→ **Jobs**:
a) In the forum thread below about handheld game graphics, list each username that appears as a post heading, naming each only once.
b) Turn every line of the records below into a numbered list, omitting any blank lines.

He's not supposed to be 100% correct.


----------



## Guild McCommunist (Dec 7, 2010)

Juanmatron said:
			
		

> You won't see something like 360 in your pocket until 2015. The best graphics what I've see in a pocket (iPhone) is Epic Citadel demo and only is what a Dreamcast could do + OpenGL 2.0. The maximum number of polygons per frame that can achieve iPhone 3GS is 7000, PS2, GCN and Xbox can move that 10 times and don't use 100% of their power.
> 
> Conclusion: John Riccitiello and Pachter are just morons. Like all the industry.



But we've probably all played handheld games that look better than Dreamcast games and even PS2, Gamecube, etc games. Sure, the handheld isn't as powerful in specs, but it looks better when it's on your screen.

What they're saying is that specs wise it won't be as powerful as a PS3 but odds are it can make graphics that look equal to the PS3.


----------



## Goli (Dec 7, 2010)

Overlord Nadrian said:
			
		

> Ritsuki said:
> 
> 
> 
> ...


It's called Infinity Blade.

It's sad/funny how pretty much all the people who bash the PSP haven't played the *actually* good games.


----------



## EJames2100 (Dec 7, 2010)

Or even attempted to look at the game list and make the assumption because other people have said it.

Sony is keeping this thing under wraps, they could have quite a few games already and ready for release like the 3DS or none at all, no-one but Sony and the developers know.

Personally I'm not making any judgements until it gets released and shows what it's capable of.


----------



## RJ Sly 95 (Dec 7, 2010)

QUOTE said:
			
		

> Well to be fair, it is portable.


There are people who gives crap on PSP because "according to them"(imo isn't real) PSP has too many ports/spin off and no handheld games...and now this people are cheering for Zelda remake, Star Fox 64 remake, SSF4 port, and a bunch of spin offs...uhm... 
	

	
	
		
		

		
		
	


	





No doubt that in the future we'll see some "handheld games" for 3DS...but now this games are absent and some people are a litte contradicting themselves


----------



## SPH73 (Dec 7, 2010)

Guild McCommunist said:
			
		

> But we've probably all played handheld games that look better than Dreamcast games and even PS2, Gamecube, etc games. Sure, the handheld isn't as powerful in specs, but it looks better when it's on your screen.



Bullshit.

While I'll be the first to step up and defend the PSP, there's no way Liberty City Stories looks as good as GTA III. PSP uses a lot of tricks and short cuts to get things done. And if you have the right kind of eyes, they are easy to see.

PSP2 will probably fall just below 360/PS3, just like PSP is just below PS2.


----------



## Guild McCommunist (Dec 7, 2010)

SPH73 said:
			
		

> Guild McCommunist said:
> 
> 
> 
> ...



Although games like Peace Walker and Ghost of Sparta look better than a lot of PS2 games. I'd say Peace Walker looks better than MGS2 or 3.


----------



## Midna (Dec 7, 2010)

I'd disagree heartily. Peach Walker is very jagged. It does look half decent when it's on the PSP screen its self, but it's still not better than MGS2, certainly not MGS3.

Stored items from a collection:
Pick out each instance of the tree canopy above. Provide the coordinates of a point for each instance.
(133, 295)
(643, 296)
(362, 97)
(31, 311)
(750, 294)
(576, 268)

→ **Solutions**:
a) Guild McCommunist, Goli, EJames2100, RJ Sly 95, SPH73, Midna

b)
1. Pick out each instance of the tree canopy above. Provide the coordinates of a point for each instance.
2. (133, 295)
3. (643, 296)
4. (362, 97)
5. (31, 311)
6. (750, 294)
7. (576, 268)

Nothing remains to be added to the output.